*** ФРАГМЕНТ ДОКУМЕНТА ***
Родион НАХАПЕТОВ — «С тобой и без тебя».
Никита МИХАЛКОВ — «Свой среди чужих — чужой среди своих».
Сергей НИКОНЕНКО — «Птицы над городом».
В разговоре участвуют критики: А. Свободин, К. Рудницкий, Л. Аннинский, Е. Вейцман и дебютанты критического цеха: Н. Зархи, М. Михайлова, Н. Целиковская. Слушала и записала А. Гербер.
Мы помним немало фильмов- дебютов, которые сказали новое слово в искусстве или вернули старому его истинный смысл. Дебюты-исповеди, выстраданные биографии поколения. Дебюты — психологические проникновения или социологические исследования. Дебюты — неотделимые от времени или надолго его опередившие. Дебюты — имена. Вспомним хотя бы некоторые их них: Чухрай, Хуциев, Тарковский, Данелия, Климов, Быков, Кончаловский, Океев, Абуладзе и Чхеидзе, Мащенко, Губенко… Мы их сразу запомнили.
Всегда узнаем — по своему, неповторимому почерку, манере. Им было что сказать, а нам, зрителям, в результате было о чем подумать.
Дебют — это позиция, которая предполагает единомышленников.
Это опыт, который не должен принадлежать одному. Если сегодня три известных актера решили стать режиссерами, значит, им стало тесно в доспехах образов и ролей, в рамках чужих режиссерских решений и стилей, значит, у них есть свои слова и своя неотложная необходимость их высказать. Своя боль и свои просветления. Свой поиск. Короче — с чем и во имя чего выступили они в режиссуре? Мы сознательно не поставили на первое место еще третий вопрос: как? Хотя и об этом, безусловно, пойдет речь, да и возник этот разговор именно потому, что все три дебюта по своим профессиональным качествам его заслуживают.
А. СВОБОДИН. Не следует нагружать эти вопросы излишним пафосом, перед нами все-таки первые фильмы, но в первых произведениях у всякого художника присутствует, обязана присутствовать жажда сказать свое слово. Все три фильма связаны с драматическими страницами истории нашей страны, так что слово молодых кинематографистов особенно интересно. Коллективизация у Нахапетова, Отечественная война у Никоненко, первые годы революции у Михалкова. Они дети новых поколений, поэтому интересно и важно, как они осмысливают историю.
***
*ЗАДАНИЯ*.
1. Процитируйте из обсуждения режиссерских дебютов всё, начиная с «В разговоре участвуют» и вплоть до «которая предполагает единомышленников.».
2. С какими страницами истории, по словам А. Свободина в обсуждении режиссерских дебютов, связан фильм Михалкова?
3. Приведите продолжение обсуждения режиссерских дебютов, начиная сразу после последней реплики А. Свободина.
*** ИСХОДНЫЕ ДАННЫЕ ***
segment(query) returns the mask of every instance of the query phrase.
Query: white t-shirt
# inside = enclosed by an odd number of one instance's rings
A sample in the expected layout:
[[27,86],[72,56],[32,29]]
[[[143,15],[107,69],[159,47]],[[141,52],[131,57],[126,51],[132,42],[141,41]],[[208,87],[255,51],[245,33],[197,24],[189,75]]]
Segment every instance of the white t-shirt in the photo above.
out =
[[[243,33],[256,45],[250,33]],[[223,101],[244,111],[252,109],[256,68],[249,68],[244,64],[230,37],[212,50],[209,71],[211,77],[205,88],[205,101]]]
***
*ОТВЕТЫ ПО ПОРЯДКУ*.
1.
В разговоре участвуют критики: А. Свободин, К. Рудницкий, Л. Аннинский, Е. Вейцман и дебютанты критического цеха: Н. Зархи, М. Михайлова, Н. Целиковская. Слушала и записала А. Гербер.
Мы помним немало фильмов- дебютов, которые сказали новое слово в искусстве или вернули старому его истинный смысл. Дебюты-исповеди, выстраданные биографии поколения. Дебюты — психологические проникновения или социологические исследования. Дебюты — неотделимые от времени или надолго его опередившие. Дебюты — имена. Вспомним хотя бы некоторые их них: Чухрай, Хуциев, Тарковский, Данелия, Климов, Быков, Кончаловский, Океев, Абуладзе и Чхеидзе, Мащенко, Губенко… Мы их сразу запомнили.
Всегда узнаем — по своему, неповторимому почерку, манере. Им было что сказать, а нам, зрителям, в результате было о чем подумать.
Дебют — это позиция, которая предполагает единомышленников.

2. С первыми годами революции.

3.
Л. АННИНСКИЙ. Но художник, прикасаясь к историческому матери алу, обязан как бы заново все пере жить и быть свидетелем потрясенным.
А. СВОБОДИН. У Нахапетова — драматическая история любви. Она «держит» фильм, его сюжет. Но происходит эта история в реальных условиях русской деревни начала тридцатых годов, начала коллективизации — эпохи гигантских социально-экономических сдвигов и потрясений.
Нахапетов рассказал про любовь красиво, он любуется ее течением, даже в конфликтных эпизодах его не покидают элегические ритмы. Но где же драма истории, прошедшая тогда через все крестьянские сердца! Ритмы элегии продолжались до конца…
Л. АННИНСКИЙ. Нет, тут я с вами не согласен. Скорее это антиэлегия.
У художника есть своя, несколько неожиданная позиция, о которой тоже не грех сказать. Испокон веков считалось, что природа любви заложена в свободе выбора. Нахапетов предлагает любовь как следствие насилия.
Не любишь — полюбишь. Заставлю.
И, что самое удивительное, заставил.
Это довольно модное сейчас веяние, когда утверждается сила мужчины как животворная сила, способная вызвать… да, сначала ненависть, но зато потом любовь. Впрочем, я бы принял этот киноанализ истоков любви, если бы Нахапетов поставил эксперимент в условиях чисто лабораторных, свободных от каких-либо конкретных исторических обстоятельств. Но здесь история выросла на живой почве — деревня 30-х годов.
Где же она, эта деревня? вместо драмы истории я вижу красивую сказочку с трактором и добрыми волшебниками, которые нежно уговаривают хуторянина идти в колхоз, а тот почему-то не хочет. А почему?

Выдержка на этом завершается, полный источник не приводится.